Tasks to carry out:
#1 Answer these about the Irish v. State opinion:
(a) Which court decided the case?
(b) According to the complaint, who left Lord a voice message?
(c) Which earlier case did the district court heavily rely on?
#2 Transcribe everything in the Irish v. State opinion from "Christopher C. Taub" down to "LYNCH, Circuit Judge.", word for word.

Excerpt provided:
++++

Irish v. State

Decision Date01 March 2017
Docket NumberNo. 16-2173,16-2173
Citation849 F.3d 521
Parties Brittany IRISH, Individually and as Personal Representative of the Estate of Kyle Hewitt, and Kimberly Irish, Plaintiffs, Appellants, v. State of MAINE; State Police of the State of Maine; and John and/or Jane Does, State Police Officers 1–10, Defendants, Appellees.
CourtU.S. Court of Appeals — First Circuit

David J. Van Dyke , with whom Lynch & Van Dyke, P.A. , Lewiston, ME, was on brief, for appellants.

Christopher C. Taub , Assistant Attorney General, with whom Janet T. Mills , Attorney General, was on brief, for appellees.

Before Lynch, Thompson, and Barron, Circuit Judges.

LYNCH, Circuit Judge.

Plaintiffs Brittany and Kimberly Irish (together, "the Irishes") brought this 42 U.S.C. § 1983 action against Maine State Police officers after Anthony Lord, a former boyfriend of Brittany Irish ("Irish"), broke into her parents' home, fatally shot her boyfriend (Kyle Hewitt), shot and grievously wounded her mother (plaintiff Kimberly Irish), abducted her, and engaged in a shootout with Maine State Police officers during which another individual was fatally shot.

The complaint alleges that Lord commenced this violent rampage after and because a State Police officer left Lord a voice message, which notified him that Irish had made a complaint about Lord's serious violent crimes against her earlier, and then did little more than ask Lord to come to the local State Police barracks to be interviewed. The officer left Lord this message despite Irish's explicit request that the State Police refrain from doing so out of her fear that this action would incite further violence from Lord. The timing of the events suggests that she was correct in her fears. The complaint alleges that the Irishes' losses "ar[o]se out of failures by Defendants to protect them from dangers which Defendants themselves created."

On motion by the defendants, the district court dismissed the Irishes' complaint at the 12(b)(6) stage, holding that their factual allegations did not amount to a state-created danger as would be necessary to maintain a substantive due process claim on these facts. The court heavily relied on Rivera v. Rhode Island , 402 F.3d 27 (1st Cir. 2005), to explain its decision.1 The court also found that qualified immunity shielded from liability the ten unidentified State Police officers named as defendants.

++++

Dataset content:
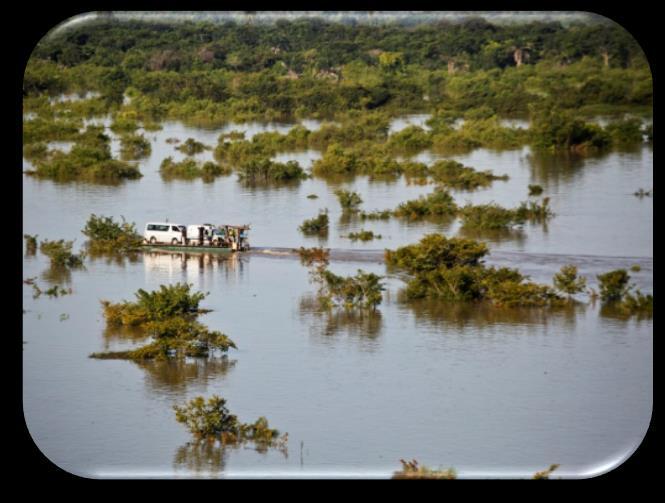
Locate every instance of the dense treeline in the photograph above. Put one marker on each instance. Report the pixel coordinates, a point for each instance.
(311, 68)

++++

Solutions by task:
#1
(a) The U.S. Court of Appeals, First Circuit.
(b) A State Police officer.
(c) Rivera v. Rhode Island, 402 F.3d 27 (1st Cir. 2005).

#2
Christopher C. Taub , Assistant Attorney General, with whom Janet T. Mills , Attorney General, was on brief, for appellees.

Before Lynch, Thompson, and Barron, Circuit Judges.

LYNCH, Circuit Judge.